# Required task:
Repeat the passage from the essay on Katherine Mansfield's short stories word for word, starting at the words that contain "The disjointed narrative" and stopping after "recommend a read.".

# Excerpt provided:

__________

The Art of Disruption In The Short Stories Of Katherine Mansfield
I say disruptor, and what do you see? A tech company with a cool office? A team of 10 groundbreaking people, mostly men probably. Do you think an app, a new logo, a new line of products?
But disruptions come in all sizes and a small moment of inspiration that shifts a thought or behaviour also has an impact. Today on you, tomorrow a friend and after that an exponential spread of different ideas and perspectives.

As I start my journey into short fiction, I’m drawn back into the world of Katherine Mansfield. We’re just shy of 100 years since the writer’s death, but I still get that sense of disruption from her thinking, her behaviour and her legacy of short stories.
As you read Katherine’s stories, her irony, humour, her clamour is still so present.
Her stories are replete with gender observations, a poke at the class restrictions and stuffy and harmful colonial perspectives — all sources of dislocation.
Born into an affluent banking family in New Zealand in 1888 she had the opportunity to visit Europe from a young age and was greatly affected by the fin de siècle literature and art movements of the time.
At a period when the empire was still thought of positively, Mansfield came from a society that considered itself British and behaved with a strange allegiance to a country that many in New Zealand had never been. On the flip side of this, Katherine’s place in London was amongst people who probably viewed her as an outsider while still holding tightly onto their idea of citizenship of the empire.
The disjointed narrative at both ends of her journey reflects throughout her writing. Outsider status apart it did, however, make her a natural fit to the modernist movement. Her contemporary, Virginia Woolf, described Mansfield as the only writer she had ever been jealous of.
I feel a common certain understanding between us — a queer sense of being ‘like’ — not only about literature — & I think it’s independent of gratified vanity. I can talk straight to her.
Virginia Woolf
That quote is from this article in the Heroine Collective, which includes a lot more about her life. I highly recommend a read.
http://www.theheroinecollective.com/biography-katherine-mansfield/
Her stories often described worlds that were contained and fit the modernist belief that life could be experienced, or shattered in a day moving away from the previous era of literature that tended to express stories over longer periods.
The characters in the three stories listed below: Bliss, At The Bay and The Garden Party experience a disruption to their lives that is unshakeable. Sometimes the interruption is accidentally invited, sometimes yearned for, other times put upon them but to the female characters of these short stories the change is permanent.
Bliss
Bertha returns home to prepare for a dinner party of her own design. Life is blissful; she muses as she drops in on her baby, arranges the fruit for the evening and marvels at the inexpressible beauty of the world.
The details of the party might be agonisingly middle class if not for Mansfield’s bold irony the whole way through. “I saw myself driving through Eternity in a timeless taxi” claims a guest as he greets Bertha and her guests in their dining room.

__________

# Data shown:
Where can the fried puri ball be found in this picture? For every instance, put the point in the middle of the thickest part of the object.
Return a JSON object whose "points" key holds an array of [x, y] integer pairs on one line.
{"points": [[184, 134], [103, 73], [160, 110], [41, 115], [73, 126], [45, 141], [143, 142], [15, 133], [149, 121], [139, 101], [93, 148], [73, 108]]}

__________

# Task result:
The disjointed narrative at both ends of her journey reflects throughout her writing. Outsider status apart it did, however, make her a natural fit to the modernist movement. Her contemporary, Virginia Woolf, described Mansfield as the only writer she had ever been jealous of.
I feel a common certain understanding between us — a queer sense of being ‘like’ — not only about literature — & I think it’s independent of gratified vanity. I can talk straight to her.
Virginia Woolf
That quote is from this article in the Heroine Collective, which includes a lot more about her life. I highly recommend a read.